§ PROBLEM TO SOLVE
Keep the pictures out. Restate the entries below word for word.

◇ ◇ ◇ ◇ ◇

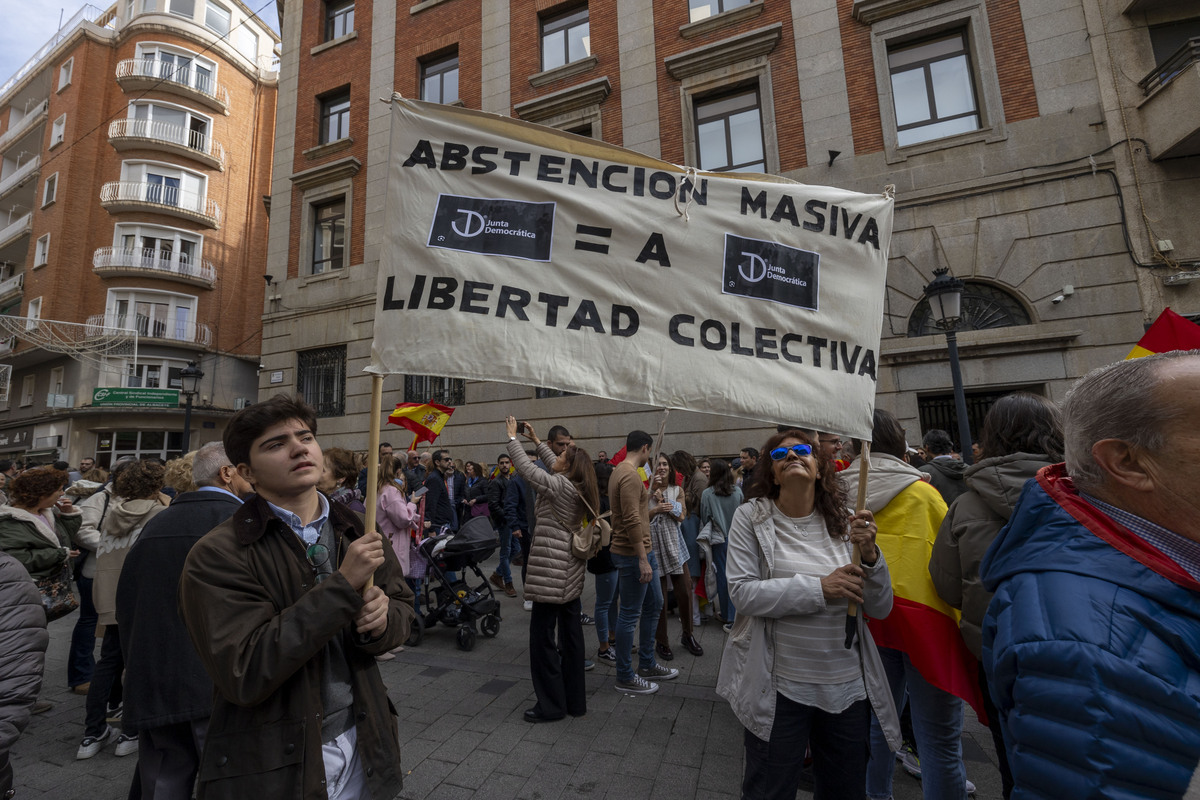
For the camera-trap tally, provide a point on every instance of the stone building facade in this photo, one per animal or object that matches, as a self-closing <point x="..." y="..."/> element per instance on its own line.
<point x="1045" y="152"/>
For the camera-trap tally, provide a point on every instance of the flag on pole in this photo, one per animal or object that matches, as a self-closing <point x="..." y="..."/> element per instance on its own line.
<point x="1169" y="332"/>
<point x="425" y="420"/>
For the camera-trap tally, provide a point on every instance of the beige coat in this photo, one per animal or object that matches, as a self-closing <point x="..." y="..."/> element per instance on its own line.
<point x="552" y="575"/>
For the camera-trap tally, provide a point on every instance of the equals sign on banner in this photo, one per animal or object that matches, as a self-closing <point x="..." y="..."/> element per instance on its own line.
<point x="592" y="230"/>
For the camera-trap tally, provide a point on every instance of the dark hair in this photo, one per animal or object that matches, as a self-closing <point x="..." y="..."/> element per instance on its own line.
<point x="252" y="421"/>
<point x="937" y="443"/>
<point x="636" y="440"/>
<point x="141" y="480"/>
<point x="831" y="492"/>
<point x="720" y="476"/>
<point x="1023" y="422"/>
<point x="28" y="488"/>
<point x="887" y="434"/>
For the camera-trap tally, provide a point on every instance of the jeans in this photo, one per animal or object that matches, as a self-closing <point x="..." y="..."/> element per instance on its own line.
<point x="606" y="587"/>
<point x="82" y="660"/>
<point x="723" y="585"/>
<point x="839" y="753"/>
<point x="637" y="600"/>
<point x="937" y="726"/>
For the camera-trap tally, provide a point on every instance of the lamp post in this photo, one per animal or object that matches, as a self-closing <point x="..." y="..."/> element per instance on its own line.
<point x="190" y="380"/>
<point x="945" y="296"/>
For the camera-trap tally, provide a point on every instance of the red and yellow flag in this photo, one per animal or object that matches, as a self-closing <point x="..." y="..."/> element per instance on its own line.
<point x="1169" y="332"/>
<point x="425" y="420"/>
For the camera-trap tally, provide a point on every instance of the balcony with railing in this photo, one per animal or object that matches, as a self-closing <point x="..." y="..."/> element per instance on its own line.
<point x="19" y="175"/>
<point x="142" y="74"/>
<point x="1171" y="108"/>
<point x="153" y="262"/>
<point x="25" y="124"/>
<point x="150" y="134"/>
<point x="155" y="329"/>
<point x="159" y="198"/>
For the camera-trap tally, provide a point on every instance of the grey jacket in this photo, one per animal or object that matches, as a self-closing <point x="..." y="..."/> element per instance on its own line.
<point x="552" y="575"/>
<point x="967" y="531"/>
<point x="747" y="677"/>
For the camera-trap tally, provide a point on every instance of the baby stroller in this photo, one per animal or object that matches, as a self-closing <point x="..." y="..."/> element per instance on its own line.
<point x="456" y="603"/>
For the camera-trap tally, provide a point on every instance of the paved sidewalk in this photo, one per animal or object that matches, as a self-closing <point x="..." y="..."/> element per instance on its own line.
<point x="463" y="735"/>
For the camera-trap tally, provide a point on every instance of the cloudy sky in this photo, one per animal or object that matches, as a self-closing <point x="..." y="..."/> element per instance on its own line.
<point x="28" y="25"/>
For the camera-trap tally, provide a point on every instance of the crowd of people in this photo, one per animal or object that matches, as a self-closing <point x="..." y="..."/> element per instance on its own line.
<point x="1050" y="587"/>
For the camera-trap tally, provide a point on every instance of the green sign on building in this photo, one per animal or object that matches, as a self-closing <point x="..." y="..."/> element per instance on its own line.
<point x="136" y="397"/>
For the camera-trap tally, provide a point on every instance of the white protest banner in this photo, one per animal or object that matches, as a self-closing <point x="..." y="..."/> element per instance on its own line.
<point x="517" y="253"/>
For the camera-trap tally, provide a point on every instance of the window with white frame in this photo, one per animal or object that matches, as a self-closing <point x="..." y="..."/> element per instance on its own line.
<point x="65" y="73"/>
<point x="565" y="37"/>
<point x="59" y="131"/>
<point x="217" y="18"/>
<point x="729" y="132"/>
<point x="51" y="190"/>
<point x="156" y="247"/>
<point x="159" y="314"/>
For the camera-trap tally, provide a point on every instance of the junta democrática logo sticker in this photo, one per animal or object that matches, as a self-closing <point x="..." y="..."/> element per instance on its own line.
<point x="493" y="227"/>
<point x="767" y="270"/>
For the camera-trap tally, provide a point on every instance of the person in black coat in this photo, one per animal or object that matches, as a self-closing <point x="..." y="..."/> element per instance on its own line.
<point x="168" y="696"/>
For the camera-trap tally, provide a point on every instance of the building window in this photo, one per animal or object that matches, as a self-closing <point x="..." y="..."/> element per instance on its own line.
<point x="329" y="236"/>
<point x="339" y="19"/>
<point x="564" y="38"/>
<point x="335" y="116"/>
<point x="433" y="389"/>
<point x="217" y="18"/>
<point x="439" y="80"/>
<point x="65" y="73"/>
<point x="51" y="190"/>
<point x="59" y="131"/>
<point x="933" y="90"/>
<point x="729" y="133"/>
<point x="700" y="10"/>
<point x="321" y="379"/>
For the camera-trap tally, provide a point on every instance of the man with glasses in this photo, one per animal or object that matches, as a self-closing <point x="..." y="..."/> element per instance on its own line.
<point x="288" y="603"/>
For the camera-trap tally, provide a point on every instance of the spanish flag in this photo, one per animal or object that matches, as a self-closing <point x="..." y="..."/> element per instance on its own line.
<point x="425" y="420"/>
<point x="1169" y="332"/>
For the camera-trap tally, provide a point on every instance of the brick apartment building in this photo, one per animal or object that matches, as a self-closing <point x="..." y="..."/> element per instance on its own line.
<point x="135" y="162"/>
<point x="1047" y="152"/>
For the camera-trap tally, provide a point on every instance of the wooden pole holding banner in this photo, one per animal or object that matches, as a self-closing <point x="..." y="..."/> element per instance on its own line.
<point x="864" y="464"/>
<point x="373" y="459"/>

◇ ◇ ◇ ◇ ◇

§ WRITTEN RESPONSE
For the camera-trap tally, provide a point on every instance of the stone building facade in this photo, one per animal or object that matches, as a self-closing <point x="..." y="..."/> element per instance on its own line.
<point x="1045" y="152"/>
For the camera-trap tally, provide a point on every instance of the flag on pole in this photo, one per animal or object that matches, as a self-closing <point x="..." y="..."/> element per instance on its own line.
<point x="1169" y="332"/>
<point x="425" y="420"/>
For the camera-trap tally, provide a point on every instance of the beige coat in this photo, one per animal or object that matches, as a self-closing <point x="..." y="..."/> element per instance on its own line.
<point x="552" y="575"/>
For the camera-trap tally, provide a point on every instance of the equals sign on banner in this photo, one per animal or object that matches, as a self-closing <point x="..." y="..."/> element per instance on its own line.
<point x="592" y="230"/>
For the camera-trap tally, provide a point on every instance of the dark hair in this photo, one per animal or object that matches, as a self-closing <point x="..." y="..."/> element per instance on its own line.
<point x="252" y="421"/>
<point x="937" y="443"/>
<point x="636" y="440"/>
<point x="141" y="480"/>
<point x="831" y="492"/>
<point x="720" y="476"/>
<point x="1023" y="422"/>
<point x="28" y="488"/>
<point x="887" y="434"/>
For the camera-trap tally, provide a point on every instance of the jeans in this photo, one per animal or object that matches, as a self-closing <point x="..." y="..."/> element per instance on its own line.
<point x="606" y="587"/>
<point x="82" y="660"/>
<point x="723" y="585"/>
<point x="839" y="753"/>
<point x="637" y="600"/>
<point x="937" y="726"/>
For the camera-trap tally, provide a point on every instance of the lamp post in this photo, one per animal or object that matches, as a self-closing <point x="..." y="..."/> element per instance on its own line.
<point x="190" y="380"/>
<point x="945" y="296"/>
For the camera-trap tally, provide a point on every instance of the red and yellow flag in this photo, one per animal or object that matches, as a self-closing <point x="..." y="..."/> element per instance on its own line.
<point x="1169" y="332"/>
<point x="425" y="420"/>
For the camera-trap tally, provide a point on every instance of the balcony with railing in this photo, one per animal or object that matches, as a self-closing <point x="..." y="..."/> element per instance on its own line.
<point x="19" y="175"/>
<point x="142" y="74"/>
<point x="1171" y="108"/>
<point x="153" y="262"/>
<point x="25" y="124"/>
<point x="150" y="134"/>
<point x="155" y="329"/>
<point x="159" y="198"/>
For the camera-trap tally, provide a point on every instance of the grey jacket in this photo, one per animal or object that matches, as a self-closing <point x="..." y="..."/> element per instance on its own line.
<point x="552" y="575"/>
<point x="967" y="531"/>
<point x="747" y="677"/>
For the camera-trap tally, provide a point on every instance of the baby stroller in this photo, one per animal or object that matches, as a self-closing <point x="..." y="..."/> element per instance on its own line.
<point x="456" y="603"/>
For the camera-trap tally, provide a point on every instance of the paved sidewalk in this photo, one per animal or object that matches, as a self-closing <point x="..." y="..."/> element per instance on its own line.
<point x="463" y="735"/>
For the camera-trap tally, provide a point on every instance of the cloudy sky in this photo, one per animal or object that matches, as a self-closing <point x="..." y="..."/> element per instance on its own line.
<point x="28" y="25"/>
For the camera-trap tally, provide a point on every instance of the crowd of people in this photo, one per animal or object that matches, as a self-closing <point x="..." y="..."/> element per instance on its own line.
<point x="1050" y="587"/>
For the camera-trap tally, provide a point on every instance of the green sign on building in this photo, one per animal or object that matches, as a self-closing <point x="..." y="..."/> element per instance on its own line.
<point x="136" y="397"/>
For the camera-trap tally, provide a point on every instance of the white protest banner in this photo, one per animal or object that matches, as a self-closing <point x="..." y="..."/> element per instance on its own line.
<point x="517" y="253"/>
For the camera-trap tally, provide a point on every instance of the window with white frame in this photo, one per animal or object that matches, as a self-closing <point x="..." y="..."/> element per instance on its own line.
<point x="65" y="73"/>
<point x="565" y="37"/>
<point x="59" y="131"/>
<point x="217" y="18"/>
<point x="729" y="132"/>
<point x="51" y="190"/>
<point x="156" y="247"/>
<point x="159" y="314"/>
For the camera-trap tally, provide a point on every instance of the junta democrática logo sticker in this photo, one per animal or object that matches, as a self-closing <point x="..." y="..."/> element per instance on its own line.
<point x="493" y="227"/>
<point x="767" y="270"/>
For the camera-trap tally, provide a point on every instance of the person in black coat in this photo, one per animal or object that matches, as a self-closing <point x="..." y="..."/> element per instance on its own line.
<point x="168" y="696"/>
For the camera-trap tally, provide a point on every instance of the building window in this photo, one per animal or object that matches, as a self-closing <point x="..." y="..."/> element per instance on its own line.
<point x="329" y="236"/>
<point x="339" y="19"/>
<point x="564" y="38"/>
<point x="335" y="116"/>
<point x="433" y="389"/>
<point x="217" y="18"/>
<point x="439" y="80"/>
<point x="65" y="73"/>
<point x="51" y="190"/>
<point x="59" y="131"/>
<point x="933" y="90"/>
<point x="729" y="133"/>
<point x="700" y="10"/>
<point x="321" y="379"/>
For the camera-trap tally, provide a point on every instance of the man with glasses in this photo, one per animal or object that matches, as a self-closing <point x="..." y="..."/> element per instance on its own line.
<point x="288" y="603"/>
For the camera-trap tally, provide a point on every instance of the spanish flag in this photo, one per animal or object that matches, as a self-closing <point x="..." y="..."/> element per instance on its own line.
<point x="425" y="420"/>
<point x="1169" y="332"/>
For the camera-trap tally, provide a point on every instance of the brick apartment building in this photo, one per animal or object that matches, as a self-closing <point x="..." y="..."/> element per instance on its own line.
<point x="135" y="162"/>
<point x="1047" y="152"/>
For the camera-trap tally, provide a point on every instance of the wooden pole holding banner in this photo, one per animal or object that matches, as a self-closing <point x="..." y="..."/> element per instance on its own line.
<point x="864" y="464"/>
<point x="373" y="459"/>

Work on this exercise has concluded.